━━ Input records ━━

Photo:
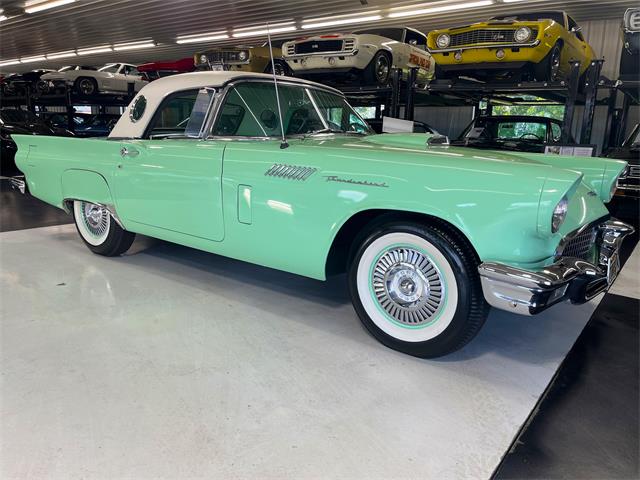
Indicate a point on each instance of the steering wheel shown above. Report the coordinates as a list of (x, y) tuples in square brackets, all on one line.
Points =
[(535, 137)]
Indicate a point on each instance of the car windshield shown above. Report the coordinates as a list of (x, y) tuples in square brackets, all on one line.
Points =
[(251, 110), (492, 129), (111, 68), (18, 116), (533, 17), (392, 33)]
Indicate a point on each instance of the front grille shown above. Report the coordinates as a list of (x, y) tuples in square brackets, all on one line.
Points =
[(581, 245), (492, 36), (220, 56), (315, 46)]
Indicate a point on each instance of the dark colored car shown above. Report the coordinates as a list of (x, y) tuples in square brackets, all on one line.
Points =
[(19, 84), (99, 125), (630, 56), (521, 133), (629, 183), (154, 70), (20, 122), (418, 127)]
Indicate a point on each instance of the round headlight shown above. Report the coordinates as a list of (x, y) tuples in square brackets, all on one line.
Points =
[(522, 34), (559, 214), (443, 40)]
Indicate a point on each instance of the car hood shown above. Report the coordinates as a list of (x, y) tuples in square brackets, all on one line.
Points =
[(599, 174)]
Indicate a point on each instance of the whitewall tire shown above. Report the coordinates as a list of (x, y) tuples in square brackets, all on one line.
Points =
[(99, 231), (416, 289)]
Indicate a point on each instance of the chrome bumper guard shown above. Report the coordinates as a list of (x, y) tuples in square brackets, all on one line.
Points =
[(528, 292), (18, 183)]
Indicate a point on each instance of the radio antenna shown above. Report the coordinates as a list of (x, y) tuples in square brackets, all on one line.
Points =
[(284, 143)]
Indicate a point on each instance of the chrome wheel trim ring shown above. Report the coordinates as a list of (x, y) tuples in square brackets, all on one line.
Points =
[(93, 221), (408, 286), (417, 332)]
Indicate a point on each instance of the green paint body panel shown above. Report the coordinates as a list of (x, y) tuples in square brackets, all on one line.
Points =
[(187, 192)]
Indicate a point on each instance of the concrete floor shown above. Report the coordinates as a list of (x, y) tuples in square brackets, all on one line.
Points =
[(174, 363)]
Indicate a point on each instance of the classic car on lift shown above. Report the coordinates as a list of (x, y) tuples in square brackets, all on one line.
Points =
[(519, 133), (630, 54), (154, 70), (536, 45), (369, 54), (111, 78), (242, 59), (430, 234)]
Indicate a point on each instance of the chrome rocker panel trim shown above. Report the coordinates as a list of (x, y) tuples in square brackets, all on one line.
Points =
[(528, 292), (18, 183)]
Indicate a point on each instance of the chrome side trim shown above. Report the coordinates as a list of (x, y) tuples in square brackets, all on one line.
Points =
[(487, 45), (18, 183)]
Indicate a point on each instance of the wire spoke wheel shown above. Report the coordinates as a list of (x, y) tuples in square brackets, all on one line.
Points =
[(408, 286), (93, 221)]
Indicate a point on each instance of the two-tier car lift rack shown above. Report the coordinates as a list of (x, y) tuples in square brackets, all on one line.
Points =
[(404, 91), (67, 99)]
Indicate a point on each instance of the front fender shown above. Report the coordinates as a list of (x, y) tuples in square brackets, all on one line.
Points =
[(85, 185)]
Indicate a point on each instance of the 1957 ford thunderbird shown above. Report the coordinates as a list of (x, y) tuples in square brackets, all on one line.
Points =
[(430, 235)]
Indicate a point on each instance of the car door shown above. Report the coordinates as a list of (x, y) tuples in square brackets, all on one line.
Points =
[(171, 179)]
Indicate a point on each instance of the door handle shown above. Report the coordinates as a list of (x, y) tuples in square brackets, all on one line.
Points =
[(129, 152)]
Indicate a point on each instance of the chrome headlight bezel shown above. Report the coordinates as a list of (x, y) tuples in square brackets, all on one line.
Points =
[(522, 34), (443, 40), (559, 214)]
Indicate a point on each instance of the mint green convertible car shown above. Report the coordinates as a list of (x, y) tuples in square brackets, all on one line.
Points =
[(430, 235)]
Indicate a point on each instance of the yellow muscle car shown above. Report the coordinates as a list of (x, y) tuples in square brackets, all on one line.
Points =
[(243, 59), (536, 45)]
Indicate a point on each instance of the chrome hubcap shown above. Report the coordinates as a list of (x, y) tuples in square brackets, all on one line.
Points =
[(408, 286), (96, 218)]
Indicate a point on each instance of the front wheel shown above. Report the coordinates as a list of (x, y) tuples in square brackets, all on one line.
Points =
[(417, 290), (99, 231)]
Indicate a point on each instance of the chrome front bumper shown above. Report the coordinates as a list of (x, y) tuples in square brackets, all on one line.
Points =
[(528, 292)]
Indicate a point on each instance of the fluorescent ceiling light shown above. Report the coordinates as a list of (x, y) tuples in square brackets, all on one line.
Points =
[(89, 51), (39, 58), (203, 37), (38, 7), (329, 21), (443, 8), (9, 62), (53, 56), (133, 46), (257, 31)]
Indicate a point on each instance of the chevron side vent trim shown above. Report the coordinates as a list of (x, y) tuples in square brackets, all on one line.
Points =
[(290, 172)]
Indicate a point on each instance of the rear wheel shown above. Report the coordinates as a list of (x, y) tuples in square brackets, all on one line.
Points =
[(378, 72), (416, 289), (86, 86), (548, 70), (99, 231)]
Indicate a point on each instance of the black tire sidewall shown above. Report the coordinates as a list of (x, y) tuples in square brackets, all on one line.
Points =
[(453, 336)]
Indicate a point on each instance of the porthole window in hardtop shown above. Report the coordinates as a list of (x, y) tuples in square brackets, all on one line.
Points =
[(138, 108), (182, 114)]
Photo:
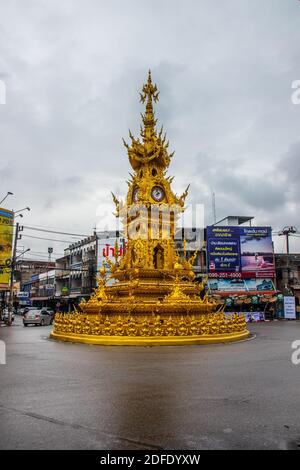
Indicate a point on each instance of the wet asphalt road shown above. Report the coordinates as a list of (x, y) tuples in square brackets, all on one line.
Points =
[(71, 396)]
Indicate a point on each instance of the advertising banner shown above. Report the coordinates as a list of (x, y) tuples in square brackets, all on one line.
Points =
[(106, 250), (241, 285), (248, 250), (289, 307), (6, 236)]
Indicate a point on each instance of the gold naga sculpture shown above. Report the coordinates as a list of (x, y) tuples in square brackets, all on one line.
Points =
[(153, 299)]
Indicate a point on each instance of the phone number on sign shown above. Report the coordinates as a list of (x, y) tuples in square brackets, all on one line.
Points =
[(225, 275)]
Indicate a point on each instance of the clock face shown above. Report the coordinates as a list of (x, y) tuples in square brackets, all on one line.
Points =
[(135, 194), (157, 193)]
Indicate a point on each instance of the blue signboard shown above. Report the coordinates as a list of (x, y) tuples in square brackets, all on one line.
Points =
[(223, 249), (240, 249)]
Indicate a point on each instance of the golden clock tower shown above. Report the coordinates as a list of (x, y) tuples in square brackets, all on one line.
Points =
[(153, 299)]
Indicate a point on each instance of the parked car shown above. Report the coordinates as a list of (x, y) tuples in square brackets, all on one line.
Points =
[(5, 315), (52, 313), (37, 317)]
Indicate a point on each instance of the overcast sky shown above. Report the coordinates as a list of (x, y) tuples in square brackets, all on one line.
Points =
[(73, 70)]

━━━

* _Exercise brief_
All that is needed is the data above, repeated exactly, without the pictures.

* _Result of this task_
Photo:
Indicate a point on each instance of the steering wheel shown above. Report the coordinates as a list of (x, y) tuples in square brackets, all on one line.
Points =
[(535, 137)]
Indicate a point on each instance of the car windshield shown above. Report the coordinates as a list of (x, y) tuples in square brackets, all on one line.
Points =
[(251, 110), (492, 129), (111, 68), (18, 116), (533, 17), (392, 33)]
Indicate a point on each instance of the front grille shown above. Report the coordinates as a list of (x, y) tuples in square brackets, all on one line.
Points =
[(581, 245), (492, 36), (220, 56), (315, 46)]
Indicate a point on each instance of the dark colored car shown above. Report the coordinates as a list of (x, y) tuples in square brackets, all on one line.
Points =
[(19, 84), (99, 125), (630, 56), (521, 133), (629, 183), (154, 70), (20, 122), (418, 127)]
Indicate a point on each instance of the round headlight shown above. Report the coordinates as a list of (x, y) tuples in square brackets, all on one line.
Points =
[(522, 34), (559, 214), (443, 40)]
Indicate a point on each instance of the car hood shown above. Report the coordinates as a list of (x, y) tuples in square brackets, all on one line.
Points =
[(599, 174)]
Indicate a point on each instance of the whitewall tire shown above. Report the coordinates as a list of (x, y) tuples in square brackets, all on one line.
Points =
[(99, 231), (416, 289)]
Indicate a point on each instance of the chrome bumper guard shown above. Report the coordinates as a list of (x, y) tuples in square brackets, all on one line.
Points =
[(528, 292), (18, 183)]
Indicate a point on each instance of the radio antenna shown above. Report the coordinates as a list of (x, y) tuples in square brackets, all on one line.
Points =
[(284, 143)]
Indicate a point on each instance of the chrome wheel trim ring shown above. Report the coordinates as a list of (x, y) tuples in square brackets, all on one line.
Points =
[(93, 221), (408, 286), (417, 332)]
Indicate a point on each instance of the green paint body panel shown above. Report the coordinates as a list of (x, y) tuples in square brackets, all on one line.
Points =
[(187, 192)]
Indicate a point on each instance of the concrete floor shown above. Report the coordinates as a list of (x, y) tuples in square brackets, all on one line.
Points =
[(174, 363)]
Indicate a point on each instance of the classic car on lift shown above. Report the coordinates as a list of (x, y) tuples in square brackets, all on one line.
Points =
[(519, 133), (630, 54), (154, 70), (536, 45), (369, 54), (111, 78), (242, 59), (430, 234)]
Indicate a point on each instance of the chrome rocker panel trim shown above. Report the coordinates as a list of (x, y) tuples in square brackets, all on one line.
Points =
[(528, 292), (18, 183)]
Indicate a point on each instance of the chrome side trim shown above. Report the coordinates as a list of (x, y) tuples in square brackets, all on one line.
Points =
[(487, 45), (18, 183)]
Indicate a point on each instance of the wire spoke wheel shown above. Report the coordinates as a list of (x, y) tuples in square brackets, all on one line.
Points =
[(408, 286), (93, 221)]
Indicate a point on each instance of the two-tier car lift rack shown above. Report the coordinates as a list of (x, y) tuples in square brackets, all on one line.
Points =
[(404, 91), (67, 99)]
Indicate a point on each instance of the front fender shown above. Report the coordinates as a list of (x, y) tuples in square brackets, all on one line.
Points =
[(85, 185)]
Indicate a point on each instance of the 1957 ford thunderbird shown above. Report the coordinates as a list of (x, y) tuples in square brackets, all on one line.
Points =
[(430, 235)]
Indicate a point on each instance of the car door shown above. Report the coordinates as a list of (x, y) tuples in square brackets, all on one line.
Points =
[(171, 179)]
Indicate a point on each instance of the door handle shown above. Report the coordinates as a list of (x, y) tuples in square brackets, all on one line.
Points =
[(129, 152)]
Indicate a point on each instance of the chrome headlight bezel shown above. Report the coordinates as a list of (x, y) tuples in square brackets, all on one line.
Points =
[(522, 34), (443, 40), (559, 214)]
Indicate a point on each instance of the mint green convertible car shown above. Report the coordinates as a list of (x, y) tuples in square brackets, all on one line.
Points =
[(430, 235)]
Indicate a point on each instance of the yellow muscle car shown above. Report the coordinates as a list of (x, y) tuples in square brackets, all on one line.
Points =
[(243, 59), (536, 45)]
Indicate a point on each instance of the chrome hubcap shown above. Report the coordinates as a list of (x, y) tuples in square brackets, all on one line.
Points =
[(408, 286), (96, 218)]
Indicate a point on each instance of the front wheel shown above. Report the coordinates as a list of (x, y) tuples in square brackets, all on one line.
Points =
[(417, 290), (99, 231)]
Indicate a point on each instance of the chrome front bumper shown above. Report the coordinates as a list of (x, y) tuples in square brackets, all on one line.
Points =
[(528, 292)]
Indicate a point on each instance of the fluorescent ceiling light shown above. Report the coordinates as a list of (x, y) tuples in square brackets, all on one line.
Points =
[(89, 51), (39, 58), (203, 37), (38, 7), (329, 21), (443, 8), (9, 62), (53, 56), (133, 46), (257, 31)]
Indicate a point on each instance of the chevron side vent trim shown above. Report the coordinates as a list of (x, y) tuples in square brackets, all on one line.
Points =
[(290, 172)]
Indicate a point on each instance of the rear wheel shown above. Report the coordinates as a list of (x, y) tuples in square brackets, all on one line.
Points =
[(378, 72), (416, 289), (86, 86), (548, 70), (99, 231)]
Indicate a point on each instance of the black tire sidewall shown above. Report the coordinates as a list of (x, y) tuples in square brackets, all on one line.
Points =
[(453, 336)]
Indicate a point on each instance of the porthole window in hardtop shown above. Report the coordinates as a list of (x, y) tuples in square brackets, all on one line.
Points =
[(138, 108), (182, 114)]
Photo:
Indicate a point on each instance of the wet asphalt road shown above. Report the coordinates as a list of (x, y) tuples in square brackets, all on one line.
Points =
[(71, 396)]
Indicate a point on each instance of the advertising banner shown above. Report the coordinates as a list of (x, y) tuples in square brackets, all on one line.
Points =
[(106, 250), (241, 285), (248, 250), (289, 307), (6, 236)]
Indicate a point on each instance of the gold naga sculpture shown above. Report the coordinates as a list of (x, y) tuples in square brackets, all on one line.
Points =
[(153, 299)]
Indicate a point on each instance of the phone number on sign shown above. Report the coordinates as a list of (x, y) tuples in square brackets, all on one line.
Points =
[(225, 275)]
Indicate a point on each instance of the clock face shown above. Report the coordinates as a list of (x, y) tuples in square brackets, all on one line.
Points =
[(135, 194), (157, 193)]
Indicate a point on each instance of the blue signboard shown above. Report the coordinates as a list of (x, y) tuples in square brackets, all on one line.
Points =
[(223, 249), (240, 249)]
Indicate a point on each instance of the golden clock tower shown above. Report the coordinates as a list of (x, y) tuples in square brackets, all on one line.
Points =
[(153, 299)]
Indicate a point on each instance of the parked car shown above. Report the coordinates as a list of (x, y) tuples in square brackets, all on one line.
Points =
[(5, 315), (52, 313), (37, 317)]
Indicate a point on each instance of the overcast sky shown above. Report the coordinates as a list of (x, y) tuples in square brackets, all on one line.
Points =
[(73, 70)]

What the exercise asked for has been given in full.